#### EXERCISE AIM:
Reproduce verbatim the lines below, beginning with the line that contains "Mark each cluster" and continuing through the line that contains "402,225,430,256", with both of those lines included.
## start DATA RECORDS
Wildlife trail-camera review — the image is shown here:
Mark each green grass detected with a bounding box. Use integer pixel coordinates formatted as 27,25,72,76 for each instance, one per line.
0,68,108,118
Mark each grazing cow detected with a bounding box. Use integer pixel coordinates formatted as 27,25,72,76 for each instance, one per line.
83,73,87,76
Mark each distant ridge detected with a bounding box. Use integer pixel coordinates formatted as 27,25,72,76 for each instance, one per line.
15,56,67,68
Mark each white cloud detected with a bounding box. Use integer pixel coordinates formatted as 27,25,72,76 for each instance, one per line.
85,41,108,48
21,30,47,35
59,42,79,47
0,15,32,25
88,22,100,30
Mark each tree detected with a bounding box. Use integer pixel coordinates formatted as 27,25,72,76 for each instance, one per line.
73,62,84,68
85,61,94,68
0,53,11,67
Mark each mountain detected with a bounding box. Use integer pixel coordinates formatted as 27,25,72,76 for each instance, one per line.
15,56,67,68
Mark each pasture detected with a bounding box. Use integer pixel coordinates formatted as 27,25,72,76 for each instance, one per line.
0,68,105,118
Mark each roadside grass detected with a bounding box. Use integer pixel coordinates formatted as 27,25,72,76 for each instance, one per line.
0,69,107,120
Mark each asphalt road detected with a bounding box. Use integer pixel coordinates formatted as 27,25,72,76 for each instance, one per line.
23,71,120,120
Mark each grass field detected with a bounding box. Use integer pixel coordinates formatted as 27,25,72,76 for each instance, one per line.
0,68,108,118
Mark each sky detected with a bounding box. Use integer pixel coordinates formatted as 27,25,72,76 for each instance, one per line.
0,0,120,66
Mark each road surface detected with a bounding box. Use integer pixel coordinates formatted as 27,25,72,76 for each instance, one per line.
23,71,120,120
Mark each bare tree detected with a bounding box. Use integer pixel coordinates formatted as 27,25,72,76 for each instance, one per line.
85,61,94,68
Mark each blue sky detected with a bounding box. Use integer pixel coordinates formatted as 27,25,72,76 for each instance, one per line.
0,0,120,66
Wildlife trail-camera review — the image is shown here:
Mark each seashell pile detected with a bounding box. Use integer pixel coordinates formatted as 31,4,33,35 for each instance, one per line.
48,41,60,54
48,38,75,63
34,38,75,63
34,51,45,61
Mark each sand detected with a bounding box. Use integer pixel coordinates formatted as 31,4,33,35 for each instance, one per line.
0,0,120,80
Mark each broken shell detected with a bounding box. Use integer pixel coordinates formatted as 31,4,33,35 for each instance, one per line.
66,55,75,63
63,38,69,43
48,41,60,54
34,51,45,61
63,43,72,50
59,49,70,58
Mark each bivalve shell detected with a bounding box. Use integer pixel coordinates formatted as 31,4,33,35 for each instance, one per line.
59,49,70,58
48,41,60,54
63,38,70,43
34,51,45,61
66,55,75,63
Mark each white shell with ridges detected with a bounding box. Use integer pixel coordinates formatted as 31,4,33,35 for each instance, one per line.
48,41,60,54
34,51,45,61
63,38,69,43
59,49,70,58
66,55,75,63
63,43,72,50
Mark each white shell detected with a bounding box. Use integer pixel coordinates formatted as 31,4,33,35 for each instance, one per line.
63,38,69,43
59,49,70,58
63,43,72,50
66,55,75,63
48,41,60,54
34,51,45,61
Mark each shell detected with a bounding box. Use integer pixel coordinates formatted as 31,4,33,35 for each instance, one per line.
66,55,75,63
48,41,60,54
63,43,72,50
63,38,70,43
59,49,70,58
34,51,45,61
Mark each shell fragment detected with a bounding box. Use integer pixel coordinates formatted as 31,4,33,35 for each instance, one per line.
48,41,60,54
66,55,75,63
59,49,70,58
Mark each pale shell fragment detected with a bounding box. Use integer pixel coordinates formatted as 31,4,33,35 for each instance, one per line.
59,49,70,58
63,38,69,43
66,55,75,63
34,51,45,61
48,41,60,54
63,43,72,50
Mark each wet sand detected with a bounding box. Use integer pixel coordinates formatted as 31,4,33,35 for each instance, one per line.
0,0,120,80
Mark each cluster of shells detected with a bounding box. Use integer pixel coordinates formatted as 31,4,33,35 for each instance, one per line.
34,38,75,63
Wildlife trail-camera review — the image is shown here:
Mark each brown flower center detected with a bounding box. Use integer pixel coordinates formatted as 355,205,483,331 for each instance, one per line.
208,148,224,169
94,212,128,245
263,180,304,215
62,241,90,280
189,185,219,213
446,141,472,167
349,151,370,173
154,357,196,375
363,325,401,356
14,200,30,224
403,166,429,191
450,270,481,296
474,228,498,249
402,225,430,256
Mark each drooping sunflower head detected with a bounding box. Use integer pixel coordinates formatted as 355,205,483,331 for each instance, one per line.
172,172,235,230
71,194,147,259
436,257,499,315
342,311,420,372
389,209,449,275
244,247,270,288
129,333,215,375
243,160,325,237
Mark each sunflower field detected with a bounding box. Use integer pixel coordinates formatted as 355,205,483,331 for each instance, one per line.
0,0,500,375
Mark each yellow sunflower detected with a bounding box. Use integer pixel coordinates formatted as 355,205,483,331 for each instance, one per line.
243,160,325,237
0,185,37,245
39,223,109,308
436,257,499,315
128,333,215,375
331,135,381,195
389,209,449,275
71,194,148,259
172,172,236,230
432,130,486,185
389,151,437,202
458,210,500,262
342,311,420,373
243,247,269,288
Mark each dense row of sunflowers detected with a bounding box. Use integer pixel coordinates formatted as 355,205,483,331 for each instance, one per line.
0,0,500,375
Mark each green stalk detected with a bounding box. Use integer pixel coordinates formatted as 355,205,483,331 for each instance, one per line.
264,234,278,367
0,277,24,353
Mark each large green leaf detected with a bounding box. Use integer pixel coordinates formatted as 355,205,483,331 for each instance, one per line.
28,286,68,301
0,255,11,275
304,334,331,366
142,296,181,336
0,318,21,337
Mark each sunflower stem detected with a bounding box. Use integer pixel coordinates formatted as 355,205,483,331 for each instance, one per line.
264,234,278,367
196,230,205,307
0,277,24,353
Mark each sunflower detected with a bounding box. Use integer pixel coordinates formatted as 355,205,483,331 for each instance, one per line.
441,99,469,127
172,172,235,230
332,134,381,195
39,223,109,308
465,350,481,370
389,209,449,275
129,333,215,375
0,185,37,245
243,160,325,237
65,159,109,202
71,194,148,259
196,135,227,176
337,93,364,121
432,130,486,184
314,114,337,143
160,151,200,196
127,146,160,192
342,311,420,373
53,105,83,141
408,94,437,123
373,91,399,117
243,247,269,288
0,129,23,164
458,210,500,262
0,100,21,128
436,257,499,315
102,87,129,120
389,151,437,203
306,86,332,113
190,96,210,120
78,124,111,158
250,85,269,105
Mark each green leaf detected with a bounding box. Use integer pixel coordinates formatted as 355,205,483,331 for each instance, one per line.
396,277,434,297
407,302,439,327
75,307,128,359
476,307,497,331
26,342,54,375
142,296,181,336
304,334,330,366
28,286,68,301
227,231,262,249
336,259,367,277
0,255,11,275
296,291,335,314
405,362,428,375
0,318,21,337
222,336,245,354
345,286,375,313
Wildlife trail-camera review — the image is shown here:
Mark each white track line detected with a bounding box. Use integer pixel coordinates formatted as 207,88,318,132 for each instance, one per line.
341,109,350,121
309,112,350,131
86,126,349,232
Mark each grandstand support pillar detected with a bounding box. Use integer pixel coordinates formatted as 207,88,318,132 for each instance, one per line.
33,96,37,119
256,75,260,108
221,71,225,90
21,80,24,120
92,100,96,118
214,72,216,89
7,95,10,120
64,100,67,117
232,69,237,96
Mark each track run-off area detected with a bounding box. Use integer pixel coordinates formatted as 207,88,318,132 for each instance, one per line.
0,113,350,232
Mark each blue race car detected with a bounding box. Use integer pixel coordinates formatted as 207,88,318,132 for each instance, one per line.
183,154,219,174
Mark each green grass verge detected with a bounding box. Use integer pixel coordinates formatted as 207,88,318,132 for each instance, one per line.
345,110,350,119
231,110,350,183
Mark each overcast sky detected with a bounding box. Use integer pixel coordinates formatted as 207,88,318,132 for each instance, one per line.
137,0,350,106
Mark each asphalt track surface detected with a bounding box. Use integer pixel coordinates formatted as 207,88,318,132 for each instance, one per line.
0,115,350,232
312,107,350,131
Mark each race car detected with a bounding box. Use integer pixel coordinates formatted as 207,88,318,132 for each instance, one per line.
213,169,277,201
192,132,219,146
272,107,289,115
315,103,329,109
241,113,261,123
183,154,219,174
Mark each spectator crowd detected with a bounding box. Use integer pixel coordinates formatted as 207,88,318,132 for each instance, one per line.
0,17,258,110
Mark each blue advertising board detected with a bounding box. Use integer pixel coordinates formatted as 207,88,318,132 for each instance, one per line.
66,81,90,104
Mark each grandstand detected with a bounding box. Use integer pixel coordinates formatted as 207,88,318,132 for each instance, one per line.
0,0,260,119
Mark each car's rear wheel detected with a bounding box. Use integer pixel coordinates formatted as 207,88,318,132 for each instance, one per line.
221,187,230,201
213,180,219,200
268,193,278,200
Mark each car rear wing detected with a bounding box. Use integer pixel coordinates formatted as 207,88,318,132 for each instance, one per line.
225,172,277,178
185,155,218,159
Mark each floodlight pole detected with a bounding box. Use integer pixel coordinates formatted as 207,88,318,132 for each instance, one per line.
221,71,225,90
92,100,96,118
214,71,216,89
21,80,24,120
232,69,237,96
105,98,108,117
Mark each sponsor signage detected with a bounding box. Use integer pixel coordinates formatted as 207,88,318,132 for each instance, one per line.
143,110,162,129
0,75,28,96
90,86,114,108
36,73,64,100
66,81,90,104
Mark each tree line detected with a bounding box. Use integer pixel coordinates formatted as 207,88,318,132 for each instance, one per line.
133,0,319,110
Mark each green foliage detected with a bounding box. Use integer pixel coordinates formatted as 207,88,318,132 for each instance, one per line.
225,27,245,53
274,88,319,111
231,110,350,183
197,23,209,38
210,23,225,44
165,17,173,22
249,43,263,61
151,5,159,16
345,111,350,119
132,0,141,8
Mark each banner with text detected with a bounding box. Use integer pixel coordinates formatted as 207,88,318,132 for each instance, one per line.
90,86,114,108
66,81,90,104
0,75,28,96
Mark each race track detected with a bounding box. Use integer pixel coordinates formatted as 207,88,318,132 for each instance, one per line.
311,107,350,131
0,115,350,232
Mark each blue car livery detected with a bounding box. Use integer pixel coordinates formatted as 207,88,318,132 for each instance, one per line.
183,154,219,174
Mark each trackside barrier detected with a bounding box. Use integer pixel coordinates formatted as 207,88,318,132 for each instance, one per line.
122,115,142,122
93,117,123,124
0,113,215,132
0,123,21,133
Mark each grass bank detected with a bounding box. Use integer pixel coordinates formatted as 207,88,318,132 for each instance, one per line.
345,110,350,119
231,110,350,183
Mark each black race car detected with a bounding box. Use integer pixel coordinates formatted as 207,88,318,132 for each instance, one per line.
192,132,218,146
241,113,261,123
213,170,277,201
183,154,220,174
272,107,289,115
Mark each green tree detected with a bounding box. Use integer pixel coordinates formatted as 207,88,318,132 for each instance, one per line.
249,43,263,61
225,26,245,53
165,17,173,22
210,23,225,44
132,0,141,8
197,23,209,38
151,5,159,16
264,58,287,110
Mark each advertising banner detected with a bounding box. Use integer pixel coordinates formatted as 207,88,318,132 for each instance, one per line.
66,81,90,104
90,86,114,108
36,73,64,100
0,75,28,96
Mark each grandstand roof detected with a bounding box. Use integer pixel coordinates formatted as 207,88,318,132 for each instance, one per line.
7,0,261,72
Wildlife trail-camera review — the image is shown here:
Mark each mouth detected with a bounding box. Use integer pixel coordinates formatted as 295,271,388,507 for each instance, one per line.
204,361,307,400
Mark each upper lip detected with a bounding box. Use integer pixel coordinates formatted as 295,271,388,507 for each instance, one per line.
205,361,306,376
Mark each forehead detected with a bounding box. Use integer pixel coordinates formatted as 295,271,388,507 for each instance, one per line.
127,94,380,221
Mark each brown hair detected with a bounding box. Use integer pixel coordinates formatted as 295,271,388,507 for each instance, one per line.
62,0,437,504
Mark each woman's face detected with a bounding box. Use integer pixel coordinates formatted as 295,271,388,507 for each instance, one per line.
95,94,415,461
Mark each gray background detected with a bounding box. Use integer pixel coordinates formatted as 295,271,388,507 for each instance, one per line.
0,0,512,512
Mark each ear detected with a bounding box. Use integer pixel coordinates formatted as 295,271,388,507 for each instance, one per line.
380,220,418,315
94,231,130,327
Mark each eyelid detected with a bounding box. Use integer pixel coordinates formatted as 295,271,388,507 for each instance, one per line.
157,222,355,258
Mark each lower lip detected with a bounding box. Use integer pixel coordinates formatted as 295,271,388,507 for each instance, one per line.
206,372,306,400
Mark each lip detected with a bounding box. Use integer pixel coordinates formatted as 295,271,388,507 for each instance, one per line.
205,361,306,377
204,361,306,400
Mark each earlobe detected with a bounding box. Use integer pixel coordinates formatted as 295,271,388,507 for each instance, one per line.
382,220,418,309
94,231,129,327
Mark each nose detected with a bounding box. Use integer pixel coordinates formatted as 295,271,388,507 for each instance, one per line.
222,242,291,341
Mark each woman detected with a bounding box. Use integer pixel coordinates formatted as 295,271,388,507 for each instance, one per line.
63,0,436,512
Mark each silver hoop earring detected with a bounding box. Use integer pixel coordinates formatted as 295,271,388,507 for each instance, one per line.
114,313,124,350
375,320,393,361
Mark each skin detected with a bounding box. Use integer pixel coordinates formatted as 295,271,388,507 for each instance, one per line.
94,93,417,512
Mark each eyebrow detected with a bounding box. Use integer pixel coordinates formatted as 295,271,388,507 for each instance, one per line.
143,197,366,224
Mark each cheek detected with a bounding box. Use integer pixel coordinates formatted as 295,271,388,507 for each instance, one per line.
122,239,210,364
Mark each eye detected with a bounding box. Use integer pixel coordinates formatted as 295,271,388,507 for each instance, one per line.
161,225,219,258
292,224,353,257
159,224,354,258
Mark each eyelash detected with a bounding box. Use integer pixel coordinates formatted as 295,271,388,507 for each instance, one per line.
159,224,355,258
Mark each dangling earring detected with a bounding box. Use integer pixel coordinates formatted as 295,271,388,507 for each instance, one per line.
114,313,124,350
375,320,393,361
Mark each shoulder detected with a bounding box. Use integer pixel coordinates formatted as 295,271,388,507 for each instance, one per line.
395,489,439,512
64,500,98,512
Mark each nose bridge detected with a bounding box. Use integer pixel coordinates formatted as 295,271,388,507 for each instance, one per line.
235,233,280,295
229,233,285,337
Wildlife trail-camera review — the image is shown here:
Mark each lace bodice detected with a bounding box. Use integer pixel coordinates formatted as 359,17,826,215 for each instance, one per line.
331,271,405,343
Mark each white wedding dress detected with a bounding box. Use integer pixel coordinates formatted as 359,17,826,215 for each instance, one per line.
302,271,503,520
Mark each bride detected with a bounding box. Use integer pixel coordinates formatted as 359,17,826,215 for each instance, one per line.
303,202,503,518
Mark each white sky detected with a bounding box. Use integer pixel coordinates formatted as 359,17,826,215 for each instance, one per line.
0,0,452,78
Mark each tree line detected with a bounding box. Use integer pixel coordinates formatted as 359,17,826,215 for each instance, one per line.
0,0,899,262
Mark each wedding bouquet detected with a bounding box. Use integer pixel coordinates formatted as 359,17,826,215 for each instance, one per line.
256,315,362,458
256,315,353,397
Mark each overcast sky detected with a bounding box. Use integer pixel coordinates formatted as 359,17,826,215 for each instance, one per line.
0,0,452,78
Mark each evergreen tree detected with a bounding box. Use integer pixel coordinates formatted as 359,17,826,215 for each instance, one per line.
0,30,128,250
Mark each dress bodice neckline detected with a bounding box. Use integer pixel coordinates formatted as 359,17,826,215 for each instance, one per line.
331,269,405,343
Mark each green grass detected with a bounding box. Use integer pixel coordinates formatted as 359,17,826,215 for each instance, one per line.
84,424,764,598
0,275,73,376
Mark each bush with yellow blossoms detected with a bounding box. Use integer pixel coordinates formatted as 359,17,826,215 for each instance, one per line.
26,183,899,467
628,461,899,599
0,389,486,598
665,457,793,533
## end DATA RECORDS
#### RESULT OF THIS EXERCISE:
Mark each cluster of shells detected with a bounding box. Use integer pixel coordinates formatted as 31,4,33,35 for each instance, one per line.
34,38,75,63
Wildlife trail-camera review — the image is shown here:
Mark each brown flower center detected with a bounding box. Use integer pixel coordinates formatted as 355,205,483,331 for each instance, one per line.
208,148,224,169
94,212,128,245
263,180,304,215
62,241,90,280
189,185,219,213
446,141,472,167
349,151,370,173
154,357,196,375
363,325,401,356
14,200,30,224
403,166,429,191
450,270,481,296
474,228,498,249
402,225,430,256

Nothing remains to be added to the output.